** Opening DATA FOR THE TASK block **
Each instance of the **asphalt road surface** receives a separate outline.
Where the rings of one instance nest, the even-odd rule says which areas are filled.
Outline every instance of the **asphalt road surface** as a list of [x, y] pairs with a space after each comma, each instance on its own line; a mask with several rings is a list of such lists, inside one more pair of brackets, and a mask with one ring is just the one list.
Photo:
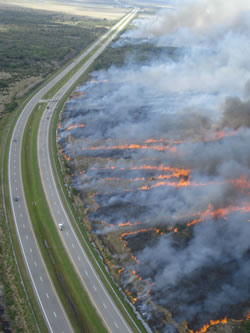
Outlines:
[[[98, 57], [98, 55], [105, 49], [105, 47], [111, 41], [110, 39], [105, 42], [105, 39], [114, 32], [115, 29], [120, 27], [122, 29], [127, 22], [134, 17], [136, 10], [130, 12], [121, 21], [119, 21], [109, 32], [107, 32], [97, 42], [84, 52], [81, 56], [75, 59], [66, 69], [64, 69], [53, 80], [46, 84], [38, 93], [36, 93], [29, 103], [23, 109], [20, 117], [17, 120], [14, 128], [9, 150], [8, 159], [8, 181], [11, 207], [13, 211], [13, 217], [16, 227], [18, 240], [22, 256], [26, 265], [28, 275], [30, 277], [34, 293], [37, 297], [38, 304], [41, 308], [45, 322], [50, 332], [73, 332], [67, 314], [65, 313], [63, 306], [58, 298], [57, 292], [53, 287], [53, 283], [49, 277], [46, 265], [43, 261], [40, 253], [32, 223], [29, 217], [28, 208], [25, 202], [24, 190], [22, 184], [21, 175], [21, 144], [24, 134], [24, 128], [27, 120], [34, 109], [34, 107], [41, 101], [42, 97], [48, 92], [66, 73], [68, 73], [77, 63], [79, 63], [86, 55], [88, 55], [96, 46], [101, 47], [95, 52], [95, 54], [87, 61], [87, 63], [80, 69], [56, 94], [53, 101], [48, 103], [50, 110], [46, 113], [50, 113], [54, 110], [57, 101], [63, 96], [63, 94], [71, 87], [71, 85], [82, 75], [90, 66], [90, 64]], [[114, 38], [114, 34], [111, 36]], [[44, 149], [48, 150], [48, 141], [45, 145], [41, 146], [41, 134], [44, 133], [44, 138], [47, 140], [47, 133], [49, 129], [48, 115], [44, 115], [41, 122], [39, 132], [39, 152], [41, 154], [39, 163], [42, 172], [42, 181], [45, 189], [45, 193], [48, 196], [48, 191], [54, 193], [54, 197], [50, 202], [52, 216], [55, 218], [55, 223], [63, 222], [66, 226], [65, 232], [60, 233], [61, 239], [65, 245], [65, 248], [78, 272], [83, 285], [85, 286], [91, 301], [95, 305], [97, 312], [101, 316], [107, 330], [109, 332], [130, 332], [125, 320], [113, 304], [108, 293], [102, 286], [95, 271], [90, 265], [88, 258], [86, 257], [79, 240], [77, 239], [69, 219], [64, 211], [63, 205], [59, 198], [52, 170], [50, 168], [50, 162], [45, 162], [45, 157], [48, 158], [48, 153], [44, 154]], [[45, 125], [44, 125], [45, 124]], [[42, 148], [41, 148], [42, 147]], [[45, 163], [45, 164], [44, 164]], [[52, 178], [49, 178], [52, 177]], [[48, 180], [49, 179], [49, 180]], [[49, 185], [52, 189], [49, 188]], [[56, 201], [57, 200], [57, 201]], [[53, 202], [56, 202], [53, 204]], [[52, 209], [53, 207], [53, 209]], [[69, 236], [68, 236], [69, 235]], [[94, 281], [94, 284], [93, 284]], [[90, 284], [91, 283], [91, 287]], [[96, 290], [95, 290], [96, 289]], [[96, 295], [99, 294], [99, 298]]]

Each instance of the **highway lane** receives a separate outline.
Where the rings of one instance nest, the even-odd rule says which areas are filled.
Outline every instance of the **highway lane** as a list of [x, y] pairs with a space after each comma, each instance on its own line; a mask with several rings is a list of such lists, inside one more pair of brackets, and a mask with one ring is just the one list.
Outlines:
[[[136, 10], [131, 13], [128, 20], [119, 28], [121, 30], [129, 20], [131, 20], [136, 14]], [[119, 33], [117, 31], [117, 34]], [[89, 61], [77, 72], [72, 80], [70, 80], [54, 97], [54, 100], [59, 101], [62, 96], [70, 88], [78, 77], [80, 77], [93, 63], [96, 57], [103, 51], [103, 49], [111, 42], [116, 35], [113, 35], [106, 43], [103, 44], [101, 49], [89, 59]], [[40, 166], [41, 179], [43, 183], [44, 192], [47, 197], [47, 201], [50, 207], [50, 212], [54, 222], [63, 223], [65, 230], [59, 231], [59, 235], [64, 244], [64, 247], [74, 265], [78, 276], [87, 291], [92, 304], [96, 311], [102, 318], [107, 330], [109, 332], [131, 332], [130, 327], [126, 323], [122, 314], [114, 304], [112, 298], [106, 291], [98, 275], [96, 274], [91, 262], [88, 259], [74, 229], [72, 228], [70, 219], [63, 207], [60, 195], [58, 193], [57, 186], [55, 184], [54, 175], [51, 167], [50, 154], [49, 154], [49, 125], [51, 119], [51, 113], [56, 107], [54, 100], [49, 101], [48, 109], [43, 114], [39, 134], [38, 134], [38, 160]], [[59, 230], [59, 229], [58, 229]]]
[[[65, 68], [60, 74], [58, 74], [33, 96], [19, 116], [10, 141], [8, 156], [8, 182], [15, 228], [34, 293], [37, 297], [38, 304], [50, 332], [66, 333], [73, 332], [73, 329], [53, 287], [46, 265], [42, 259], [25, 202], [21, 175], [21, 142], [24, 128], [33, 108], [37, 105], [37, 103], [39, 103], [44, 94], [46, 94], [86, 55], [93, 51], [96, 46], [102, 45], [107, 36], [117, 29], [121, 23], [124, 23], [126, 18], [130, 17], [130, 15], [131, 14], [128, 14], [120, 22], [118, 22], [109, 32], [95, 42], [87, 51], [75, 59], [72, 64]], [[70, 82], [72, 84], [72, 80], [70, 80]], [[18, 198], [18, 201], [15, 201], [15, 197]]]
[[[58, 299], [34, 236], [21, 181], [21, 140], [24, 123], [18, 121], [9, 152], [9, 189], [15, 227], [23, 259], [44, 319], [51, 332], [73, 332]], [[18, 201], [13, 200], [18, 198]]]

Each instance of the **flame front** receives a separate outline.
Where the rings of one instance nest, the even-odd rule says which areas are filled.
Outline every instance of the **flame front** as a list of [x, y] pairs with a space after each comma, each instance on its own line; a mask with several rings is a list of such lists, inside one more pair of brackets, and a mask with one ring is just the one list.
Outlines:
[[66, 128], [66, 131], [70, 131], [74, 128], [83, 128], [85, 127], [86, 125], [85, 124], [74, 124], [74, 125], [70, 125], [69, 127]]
** Closing DATA FOR THE TASK block **
* WHAT TO PRODUCE:
Read the listing line by line, and copy each line in which the word "asphalt" is found.

* PROBLEM SOLUTION:
Each instance of the **asphalt road surface** receives a separate outline.
Outline every instance of the **asphalt road surface** as a list of [x, y] pairs with a space after each comma, each instance on its own line; a mask with several rings is a list of such lists, inside one more pair of brackets, and a mask with one ring is just the one list.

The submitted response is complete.